=== Records for this exercise ===
--------------------------------------------------
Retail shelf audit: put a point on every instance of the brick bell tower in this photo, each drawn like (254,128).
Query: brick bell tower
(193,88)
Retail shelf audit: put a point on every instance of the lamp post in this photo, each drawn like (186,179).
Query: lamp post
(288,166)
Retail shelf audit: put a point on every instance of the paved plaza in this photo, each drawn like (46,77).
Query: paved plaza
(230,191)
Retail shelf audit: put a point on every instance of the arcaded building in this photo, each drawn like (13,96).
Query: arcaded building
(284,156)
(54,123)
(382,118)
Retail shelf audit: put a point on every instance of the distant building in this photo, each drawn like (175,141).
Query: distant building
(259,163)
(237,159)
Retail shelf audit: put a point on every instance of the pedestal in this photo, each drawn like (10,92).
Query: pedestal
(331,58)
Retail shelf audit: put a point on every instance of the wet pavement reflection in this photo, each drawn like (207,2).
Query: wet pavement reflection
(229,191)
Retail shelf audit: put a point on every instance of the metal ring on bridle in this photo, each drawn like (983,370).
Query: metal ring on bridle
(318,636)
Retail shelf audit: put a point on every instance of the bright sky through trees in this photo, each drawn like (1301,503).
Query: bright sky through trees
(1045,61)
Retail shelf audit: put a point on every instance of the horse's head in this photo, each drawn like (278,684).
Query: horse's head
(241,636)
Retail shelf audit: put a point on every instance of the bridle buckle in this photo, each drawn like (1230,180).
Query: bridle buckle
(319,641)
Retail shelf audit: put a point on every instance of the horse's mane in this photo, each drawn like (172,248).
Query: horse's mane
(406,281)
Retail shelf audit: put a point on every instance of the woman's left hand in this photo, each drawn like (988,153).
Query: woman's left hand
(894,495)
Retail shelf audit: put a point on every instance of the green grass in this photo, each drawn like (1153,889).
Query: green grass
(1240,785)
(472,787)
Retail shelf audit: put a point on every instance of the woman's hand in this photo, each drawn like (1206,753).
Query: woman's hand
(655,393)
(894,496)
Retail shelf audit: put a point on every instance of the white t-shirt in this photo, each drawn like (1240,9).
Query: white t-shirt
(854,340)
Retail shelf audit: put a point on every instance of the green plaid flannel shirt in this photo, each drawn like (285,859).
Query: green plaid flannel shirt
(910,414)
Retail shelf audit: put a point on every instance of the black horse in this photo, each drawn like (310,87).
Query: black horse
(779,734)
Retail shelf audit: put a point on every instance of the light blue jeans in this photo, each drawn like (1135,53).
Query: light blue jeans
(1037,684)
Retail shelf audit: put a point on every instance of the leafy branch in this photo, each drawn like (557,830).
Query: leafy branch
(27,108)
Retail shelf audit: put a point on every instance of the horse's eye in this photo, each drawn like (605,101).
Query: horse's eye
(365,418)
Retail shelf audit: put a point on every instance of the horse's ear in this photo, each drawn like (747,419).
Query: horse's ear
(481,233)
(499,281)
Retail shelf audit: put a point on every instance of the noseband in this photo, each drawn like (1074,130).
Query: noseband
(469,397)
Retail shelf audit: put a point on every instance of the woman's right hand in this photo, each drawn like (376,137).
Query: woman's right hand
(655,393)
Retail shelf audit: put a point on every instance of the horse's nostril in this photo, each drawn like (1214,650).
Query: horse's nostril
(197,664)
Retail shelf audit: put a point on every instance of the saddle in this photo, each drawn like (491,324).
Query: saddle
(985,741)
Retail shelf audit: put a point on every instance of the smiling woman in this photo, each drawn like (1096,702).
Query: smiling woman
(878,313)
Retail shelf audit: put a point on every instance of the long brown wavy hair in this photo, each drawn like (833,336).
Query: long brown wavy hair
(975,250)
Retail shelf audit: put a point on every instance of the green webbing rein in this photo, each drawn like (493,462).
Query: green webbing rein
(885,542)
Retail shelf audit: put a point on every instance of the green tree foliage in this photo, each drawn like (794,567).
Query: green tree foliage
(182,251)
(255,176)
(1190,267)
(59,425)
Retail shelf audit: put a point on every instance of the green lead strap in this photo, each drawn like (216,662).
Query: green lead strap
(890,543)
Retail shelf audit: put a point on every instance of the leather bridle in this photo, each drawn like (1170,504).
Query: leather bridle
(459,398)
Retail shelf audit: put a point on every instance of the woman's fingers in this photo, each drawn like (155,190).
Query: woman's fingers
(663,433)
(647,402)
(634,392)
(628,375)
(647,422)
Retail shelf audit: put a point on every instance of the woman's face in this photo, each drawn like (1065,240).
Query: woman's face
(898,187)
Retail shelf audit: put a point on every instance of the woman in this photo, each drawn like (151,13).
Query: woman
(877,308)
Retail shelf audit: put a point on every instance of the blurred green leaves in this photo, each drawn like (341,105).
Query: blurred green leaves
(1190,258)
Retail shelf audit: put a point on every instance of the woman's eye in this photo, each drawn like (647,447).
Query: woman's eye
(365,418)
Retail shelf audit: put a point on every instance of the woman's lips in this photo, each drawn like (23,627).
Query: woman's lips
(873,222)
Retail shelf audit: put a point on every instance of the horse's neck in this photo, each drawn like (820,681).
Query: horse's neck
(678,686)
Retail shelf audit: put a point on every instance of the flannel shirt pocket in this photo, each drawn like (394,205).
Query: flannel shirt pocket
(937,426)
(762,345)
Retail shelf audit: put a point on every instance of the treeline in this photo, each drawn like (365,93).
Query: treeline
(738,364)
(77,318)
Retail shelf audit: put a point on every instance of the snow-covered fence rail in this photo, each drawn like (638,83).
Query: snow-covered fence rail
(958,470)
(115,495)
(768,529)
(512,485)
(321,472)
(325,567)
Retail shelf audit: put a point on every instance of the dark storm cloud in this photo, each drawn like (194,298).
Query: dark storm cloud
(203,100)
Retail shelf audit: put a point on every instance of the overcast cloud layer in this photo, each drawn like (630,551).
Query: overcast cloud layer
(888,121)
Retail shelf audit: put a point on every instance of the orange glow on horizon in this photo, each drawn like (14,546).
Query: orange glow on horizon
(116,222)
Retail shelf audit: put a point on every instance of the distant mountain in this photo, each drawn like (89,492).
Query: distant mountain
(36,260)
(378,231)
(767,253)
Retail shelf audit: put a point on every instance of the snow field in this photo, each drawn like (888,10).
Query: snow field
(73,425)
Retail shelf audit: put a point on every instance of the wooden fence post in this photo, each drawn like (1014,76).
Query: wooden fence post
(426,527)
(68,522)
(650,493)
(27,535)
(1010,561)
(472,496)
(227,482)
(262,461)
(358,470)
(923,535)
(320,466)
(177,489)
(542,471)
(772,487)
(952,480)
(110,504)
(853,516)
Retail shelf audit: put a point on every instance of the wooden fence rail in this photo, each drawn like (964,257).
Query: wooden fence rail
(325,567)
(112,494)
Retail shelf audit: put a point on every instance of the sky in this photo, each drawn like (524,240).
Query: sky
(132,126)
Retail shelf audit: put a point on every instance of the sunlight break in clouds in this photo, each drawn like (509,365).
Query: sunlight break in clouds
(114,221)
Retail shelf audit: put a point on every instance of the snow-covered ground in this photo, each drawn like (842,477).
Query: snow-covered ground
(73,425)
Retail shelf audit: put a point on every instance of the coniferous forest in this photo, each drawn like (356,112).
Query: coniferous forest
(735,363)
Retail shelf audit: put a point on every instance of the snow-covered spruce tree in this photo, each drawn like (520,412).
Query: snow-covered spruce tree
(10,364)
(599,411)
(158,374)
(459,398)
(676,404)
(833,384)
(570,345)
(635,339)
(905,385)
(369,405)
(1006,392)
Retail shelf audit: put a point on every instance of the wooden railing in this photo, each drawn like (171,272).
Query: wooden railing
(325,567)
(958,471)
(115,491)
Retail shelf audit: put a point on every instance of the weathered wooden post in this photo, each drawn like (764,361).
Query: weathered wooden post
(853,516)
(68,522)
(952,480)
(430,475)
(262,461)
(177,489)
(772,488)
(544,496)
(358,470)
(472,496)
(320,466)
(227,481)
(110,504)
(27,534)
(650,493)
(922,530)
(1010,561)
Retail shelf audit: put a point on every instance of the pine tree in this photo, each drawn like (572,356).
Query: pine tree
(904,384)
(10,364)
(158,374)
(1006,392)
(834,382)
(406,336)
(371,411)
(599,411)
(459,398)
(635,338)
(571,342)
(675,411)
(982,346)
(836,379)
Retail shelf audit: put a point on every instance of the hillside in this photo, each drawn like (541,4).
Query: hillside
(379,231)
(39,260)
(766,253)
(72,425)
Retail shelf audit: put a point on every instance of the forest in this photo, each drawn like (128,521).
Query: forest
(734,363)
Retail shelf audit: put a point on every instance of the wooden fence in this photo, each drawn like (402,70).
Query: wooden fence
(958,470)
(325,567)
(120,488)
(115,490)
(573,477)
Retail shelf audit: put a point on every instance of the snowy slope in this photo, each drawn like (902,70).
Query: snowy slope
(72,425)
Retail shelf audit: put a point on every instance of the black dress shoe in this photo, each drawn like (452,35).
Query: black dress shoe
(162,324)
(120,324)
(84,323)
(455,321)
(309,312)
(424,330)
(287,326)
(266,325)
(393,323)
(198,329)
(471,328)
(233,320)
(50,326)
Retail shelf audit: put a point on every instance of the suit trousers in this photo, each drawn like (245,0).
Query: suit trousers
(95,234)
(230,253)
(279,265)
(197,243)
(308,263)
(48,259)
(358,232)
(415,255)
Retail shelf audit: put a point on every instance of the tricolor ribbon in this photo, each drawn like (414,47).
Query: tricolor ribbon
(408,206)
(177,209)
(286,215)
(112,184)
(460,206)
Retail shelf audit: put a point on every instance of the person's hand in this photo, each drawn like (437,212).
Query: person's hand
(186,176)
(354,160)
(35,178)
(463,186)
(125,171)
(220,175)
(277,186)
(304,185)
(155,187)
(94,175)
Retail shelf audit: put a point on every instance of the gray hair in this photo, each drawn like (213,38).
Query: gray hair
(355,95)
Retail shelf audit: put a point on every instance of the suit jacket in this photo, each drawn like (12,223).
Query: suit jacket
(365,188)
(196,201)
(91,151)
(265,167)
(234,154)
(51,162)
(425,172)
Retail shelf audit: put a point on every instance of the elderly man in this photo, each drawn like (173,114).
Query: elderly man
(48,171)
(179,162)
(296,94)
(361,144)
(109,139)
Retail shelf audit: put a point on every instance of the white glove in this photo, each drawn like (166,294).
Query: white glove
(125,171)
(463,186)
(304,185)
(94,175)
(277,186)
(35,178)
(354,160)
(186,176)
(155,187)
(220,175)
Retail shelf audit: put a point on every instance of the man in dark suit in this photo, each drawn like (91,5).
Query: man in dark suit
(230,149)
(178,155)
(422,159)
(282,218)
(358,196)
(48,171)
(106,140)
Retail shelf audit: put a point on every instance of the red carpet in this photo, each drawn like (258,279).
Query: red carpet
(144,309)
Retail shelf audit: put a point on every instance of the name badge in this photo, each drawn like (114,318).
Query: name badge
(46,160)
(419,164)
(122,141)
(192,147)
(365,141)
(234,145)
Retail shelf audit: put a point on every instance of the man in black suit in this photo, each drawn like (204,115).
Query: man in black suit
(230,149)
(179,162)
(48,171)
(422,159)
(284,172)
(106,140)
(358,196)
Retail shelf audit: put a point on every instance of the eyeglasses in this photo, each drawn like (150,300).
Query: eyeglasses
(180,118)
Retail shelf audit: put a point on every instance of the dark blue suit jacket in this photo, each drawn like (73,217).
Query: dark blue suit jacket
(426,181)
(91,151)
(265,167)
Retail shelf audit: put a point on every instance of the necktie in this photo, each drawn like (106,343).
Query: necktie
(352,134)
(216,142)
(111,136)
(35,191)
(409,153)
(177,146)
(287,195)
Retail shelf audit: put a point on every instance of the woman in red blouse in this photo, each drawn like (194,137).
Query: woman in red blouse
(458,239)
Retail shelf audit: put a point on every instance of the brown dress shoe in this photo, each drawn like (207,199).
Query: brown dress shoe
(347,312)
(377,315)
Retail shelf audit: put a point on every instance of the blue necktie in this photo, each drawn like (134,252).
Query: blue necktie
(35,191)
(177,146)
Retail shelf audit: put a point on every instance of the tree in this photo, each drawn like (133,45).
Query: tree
--------------------------------------------------
Reproduce exactly the lines of the records above from the one with "Query: woman's hand" to the one with "drawn like (310,87).", both included, and leave out everything else.

=== Expected answer ===
Query: woman's hand
(655,393)
(894,496)
Retail shelf audit: put a point on every instance of the white t-shirt in this photo, each drawn like (1240,9).
Query: white t-shirt
(854,340)
Retail shelf audit: put a point on every instance of the green plaid flannel shirt in this photo, each drawn like (285,859).
Query: green plaid flannel shirt
(910,414)
Retail shelf audit: put a point on every instance of the black horse in this photo, each drawn like (310,87).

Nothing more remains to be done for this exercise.